**Tekst:**
═══

Kretyństwo akcyzowe

Przez media przetoczyły się doniesienia pełne ulgi - rząd się waha, rząd nie jest pewny, rząd czeka na ekspertyzy.

Generalnie: odsuwa się w czasie wprowadzenie podatku ekologicznego od samochodów, co najwyraźniej niezwykle cieszy Polaków.

Przykro mi, znowu się nadstawię i znów oberwę, ale mnie to nie cieszy. Bo to oznacza, że królować będzie nadal absolutnie z sufitu wzięta, odrażająco bezrozumnie naliczana akcyza. Akcyza, przypomnę, którą wyklinają wszyscy bez wyjątku.

Skąd więc nagle taka niechęć do podatku, który miałby zastąpić tego potworka legislacyjnego? Jakby nagle wszyscy pokochali kretyństwo akcyzowe, dzięki któremu np. kompaktowa Honda Civic z turbodieslem jest przez państwo uważana za towar luksusowy, objęty podatkiem w wymiarze 18,3%, a np. naprawdę luksusowe BMW 520 już luksusem w rozumieniu Rzeczpospolitej nie jest!

Reklama

Wyjaśnienie jest tylko jedno: lęk przed czystkami na polskich drogach. To właśnie dlatego wymyśla się "przecieki" z "nieoficjalnych źródeł", jakoby w ramach nowej ustawy stare auta miały być obłożone horrendalnymi daninami, na czym straci tzw. przeciętny Kowalski, który rzekomo jest tak biedny, że musi jeździć autem w stanie technicznym gorszym niż pojazdy użytkowane na wsiach w Kazachstanie (bez urazy!). Otóż nie.

Podatek ekologiczny w postaci proponowanej polskiemu rządowi ma się kierować tylko i wyłącznie poziomem emisji trucizn i CO2. Samochód stary, ale sprawny, spełniający normy spalinowe, będzie obłożony tylko dopłatą - bo dziś obowiązuje norm Euro 4, więc np. mój samochód z 2004 roku (Euro 3) będzie obciążony opłatami, które w pewnym momencie mają sprawić, by jego eksploatacja przestała mi się opłacać.

═══

**Zadania do wykonania:**
(1) Streść w dwóch zdaniach tekst o akcyzie samochodowej.
(2) Kontynuuj tekst o akcyzie samochodowej, zaczynając po jego ostatnim zdaniu.
Wpisy pochodzą z innego źródła niż tekst.

**Zebrane dane:**
═══

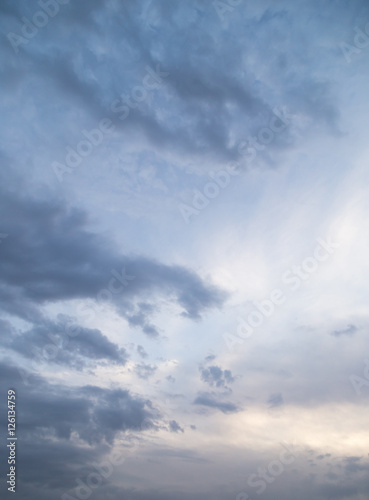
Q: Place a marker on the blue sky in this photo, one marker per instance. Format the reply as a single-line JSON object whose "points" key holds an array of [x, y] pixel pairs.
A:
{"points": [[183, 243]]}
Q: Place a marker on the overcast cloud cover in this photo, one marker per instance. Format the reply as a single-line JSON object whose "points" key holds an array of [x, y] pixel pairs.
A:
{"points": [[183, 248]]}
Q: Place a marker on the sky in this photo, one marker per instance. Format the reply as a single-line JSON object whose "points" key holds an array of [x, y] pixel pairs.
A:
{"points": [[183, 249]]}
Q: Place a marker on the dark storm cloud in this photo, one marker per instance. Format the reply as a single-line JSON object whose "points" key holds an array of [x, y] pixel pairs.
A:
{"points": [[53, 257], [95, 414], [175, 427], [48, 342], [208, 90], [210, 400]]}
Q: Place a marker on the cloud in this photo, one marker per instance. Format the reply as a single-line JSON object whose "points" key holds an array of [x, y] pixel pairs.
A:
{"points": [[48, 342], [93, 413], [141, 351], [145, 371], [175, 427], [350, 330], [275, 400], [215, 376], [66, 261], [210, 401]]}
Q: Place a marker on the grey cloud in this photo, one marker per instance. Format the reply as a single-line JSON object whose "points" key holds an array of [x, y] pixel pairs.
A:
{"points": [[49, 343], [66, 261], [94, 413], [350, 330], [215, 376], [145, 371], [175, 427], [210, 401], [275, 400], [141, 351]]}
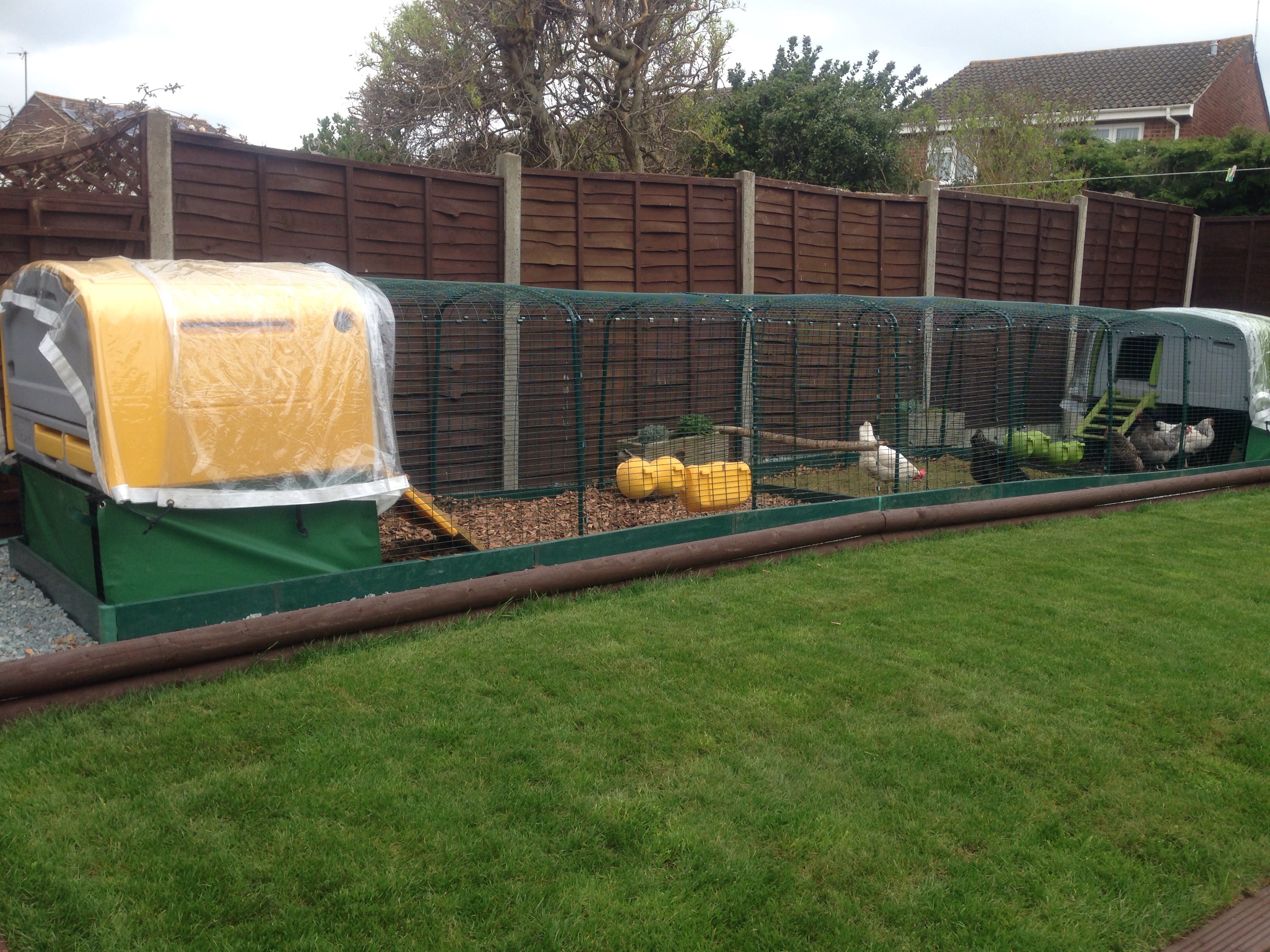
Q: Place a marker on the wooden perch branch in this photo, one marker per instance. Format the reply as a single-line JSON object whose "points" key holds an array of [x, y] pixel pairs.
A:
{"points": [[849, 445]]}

═══

**Wyniki zadań:**
(1) Według tekstu odsunięcie w czasie podatku ekologicznego od samochodów nie jest powodem do radości, bo oznacza dalsze obowiązywanie bezrozumnie naliczanej akcyzy, przez którą kompaktowa Honda Civic z turbodieslem uchodzi za towar luksusowy, a BMW 520 już nie. Niechęć do nowego podatku tekst tłumaczy lękiem przed czystkami na polskich drogach i podkreśla, że podatek ekologiczny ma zależeć wyłącznie od poziomu emisji trucizn i CO2.

(2)
Chciałbym tylko przypomnieć, że już raz przerabialiśmy taką histerię, gdy w 1997 zaczęły obowiązywać przepisy dopuszczające do ruchu tylko auta z katalizatorami spalin. Inni przerabiali to w latach 1970. (Amerykanie) i 80. (Europa Zachodnia). Nie oszukujmy się, gdyby nie takie przepisy, przeciętny John Smith nigdy w życiu nie porzuciłby swego ukochanego big-blocka V8 z technikami i technologiami niezmienianymi od lat 1940. A przecież wtedy chodziło tylko o trucizny w spalinach, bo nikt jeszcze nie próbował nikogo namawiać do redukcji spalania choćby poniżej 30 l/100 km.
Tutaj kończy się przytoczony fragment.